Count the lines below that contain the word "truss", and reply with only that number.

::: PROVIDED INFORMATION

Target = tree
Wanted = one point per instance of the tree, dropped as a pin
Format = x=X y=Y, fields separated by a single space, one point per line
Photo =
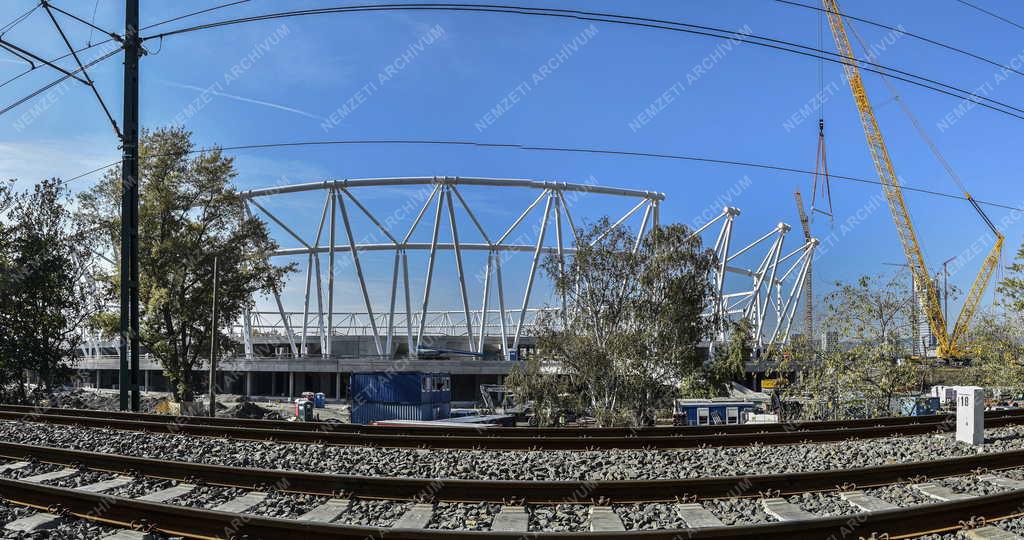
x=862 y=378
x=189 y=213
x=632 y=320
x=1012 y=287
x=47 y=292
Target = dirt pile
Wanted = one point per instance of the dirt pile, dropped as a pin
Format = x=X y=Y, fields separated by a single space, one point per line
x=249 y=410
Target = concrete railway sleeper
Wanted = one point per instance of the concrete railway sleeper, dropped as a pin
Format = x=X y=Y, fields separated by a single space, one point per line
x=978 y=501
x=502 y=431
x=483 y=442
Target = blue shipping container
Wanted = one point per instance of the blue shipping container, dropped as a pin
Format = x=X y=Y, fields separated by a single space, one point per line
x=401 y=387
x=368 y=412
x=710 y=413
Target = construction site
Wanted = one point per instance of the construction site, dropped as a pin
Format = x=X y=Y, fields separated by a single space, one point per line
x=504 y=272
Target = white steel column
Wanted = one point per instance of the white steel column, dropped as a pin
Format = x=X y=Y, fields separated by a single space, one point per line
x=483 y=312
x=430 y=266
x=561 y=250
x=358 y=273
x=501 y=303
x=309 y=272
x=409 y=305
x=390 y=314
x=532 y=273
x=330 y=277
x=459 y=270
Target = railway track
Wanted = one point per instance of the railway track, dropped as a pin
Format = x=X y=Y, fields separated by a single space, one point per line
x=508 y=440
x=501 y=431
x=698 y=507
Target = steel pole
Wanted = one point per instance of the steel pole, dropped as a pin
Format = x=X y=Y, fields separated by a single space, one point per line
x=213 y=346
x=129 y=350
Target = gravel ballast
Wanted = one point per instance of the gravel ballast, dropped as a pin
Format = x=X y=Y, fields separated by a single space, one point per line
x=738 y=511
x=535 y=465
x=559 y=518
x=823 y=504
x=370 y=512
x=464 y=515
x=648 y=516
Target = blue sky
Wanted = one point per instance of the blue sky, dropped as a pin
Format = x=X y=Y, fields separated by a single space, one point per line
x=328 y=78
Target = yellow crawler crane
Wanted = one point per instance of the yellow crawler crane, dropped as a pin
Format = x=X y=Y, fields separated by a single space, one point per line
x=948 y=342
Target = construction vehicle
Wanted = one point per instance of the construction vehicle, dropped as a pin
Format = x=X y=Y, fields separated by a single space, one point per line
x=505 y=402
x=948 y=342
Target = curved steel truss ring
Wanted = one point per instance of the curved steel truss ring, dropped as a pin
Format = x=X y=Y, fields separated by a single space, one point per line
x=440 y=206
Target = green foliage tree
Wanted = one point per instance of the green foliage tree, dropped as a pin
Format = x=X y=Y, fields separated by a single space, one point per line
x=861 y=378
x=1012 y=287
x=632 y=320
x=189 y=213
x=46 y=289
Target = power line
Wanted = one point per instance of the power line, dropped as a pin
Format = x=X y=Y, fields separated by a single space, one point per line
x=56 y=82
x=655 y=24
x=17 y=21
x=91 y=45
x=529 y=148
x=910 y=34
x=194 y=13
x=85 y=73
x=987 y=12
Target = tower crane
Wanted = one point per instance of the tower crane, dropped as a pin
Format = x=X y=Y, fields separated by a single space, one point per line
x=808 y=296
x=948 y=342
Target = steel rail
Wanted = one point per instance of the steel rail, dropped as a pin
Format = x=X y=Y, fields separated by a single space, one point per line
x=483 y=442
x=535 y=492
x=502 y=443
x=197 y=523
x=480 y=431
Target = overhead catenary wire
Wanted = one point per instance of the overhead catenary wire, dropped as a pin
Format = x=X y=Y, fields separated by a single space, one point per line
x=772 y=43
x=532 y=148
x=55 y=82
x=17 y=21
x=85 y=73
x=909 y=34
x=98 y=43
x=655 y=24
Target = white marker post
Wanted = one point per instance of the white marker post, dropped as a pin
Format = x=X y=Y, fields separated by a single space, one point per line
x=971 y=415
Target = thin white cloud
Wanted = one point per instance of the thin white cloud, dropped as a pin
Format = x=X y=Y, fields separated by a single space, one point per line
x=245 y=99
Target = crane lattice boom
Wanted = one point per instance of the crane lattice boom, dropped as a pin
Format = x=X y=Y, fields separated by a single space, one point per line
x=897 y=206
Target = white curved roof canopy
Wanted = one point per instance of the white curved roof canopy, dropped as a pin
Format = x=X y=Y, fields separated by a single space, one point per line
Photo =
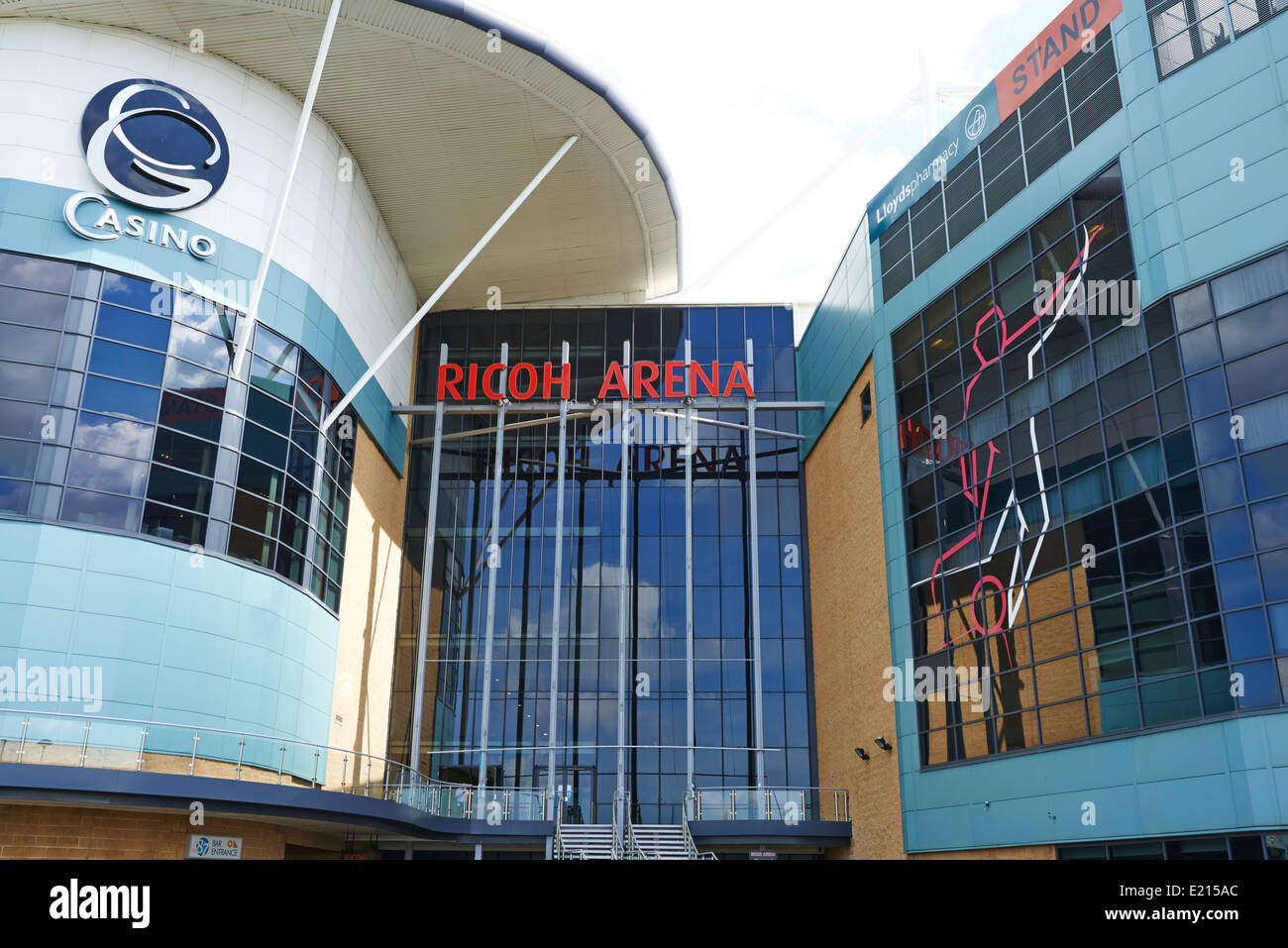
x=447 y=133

::::::

EXERCISE ANSWER: 2